START Excerpt to read

CONTROL FREAK Review: Kelly Marie Tran Elevates Psychological Horror

Eight years ago, toxic fandom of the Star Wars kind almost derailed Kelly Marie Tran’s career.
And while that rabid fan response led to a painfully reduced role in the last big-screen Star Wars entry, The Rise of Skywalker, Tran’s career continued, most noticeably as the voice of the title character in Disney’s Raya and the Last Dragon four years ago, and now, finally, three prominent roles set to be released this year, Andrew Ahn and James Schamus's remake of The Wedding Banquet (out next month), the well-received, SXSW-premiering Forge, and writer-director Shal Ngo’s (The Box) flawed, if often compelling, psychological horror film, Control Freak, for Hulu.
When we first meet Tran’s character, Valerie “Val” Nguyen, in Control Freak, she’s in full-on motivational speaker mode, charming an offscreen audience with a rapid-fire flurry of self-help mantras, aphorisms, and platitudes, each of which a willing, compliant audience accepts uncritically. Val claims her pep talk can change lives, using herself, and the financial and personal success that’s followed, as her chief selling point.

END Excerpt to read
START Study material

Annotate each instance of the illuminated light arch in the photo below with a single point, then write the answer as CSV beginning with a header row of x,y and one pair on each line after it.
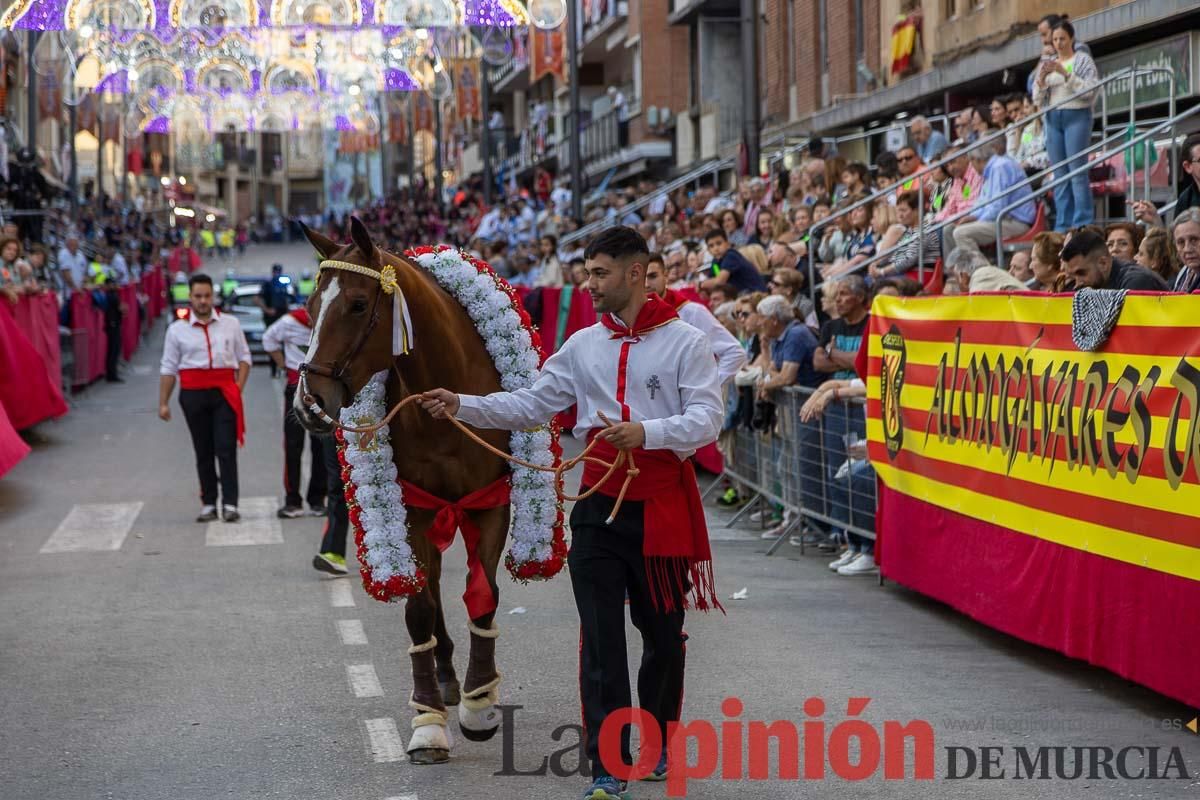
x,y
316,12
226,66
214,13
281,71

END Study material

* [Your instructions]
Reproduce verbatim the portion of the Control Freak review above, starting at "Eight years ago, toxic" and ending at "Freak, for Hulu.".

* [Result of this exercise]
Eight years ago, toxic fandom of the Star Wars kind almost derailed Kelly Marie Tran’s career.
And while that rabid fan response led to a painfully reduced role in the last big-screen Star Wars entry, The Rise of Skywalker, Tran’s career continued, most noticeably as the voice of the title character in Disney’s Raya and the Last Dragon four years ago, and now, finally, three prominent roles set to be released this year, Andrew Ahn and James Schamus's remake of The Wedding Banquet (out next month), the well-received, SXSW-premiering Forge, and writer-director Shal Ngo’s (The Box) flawed, if often compelling, psychological horror film, Control Freak, for Hulu.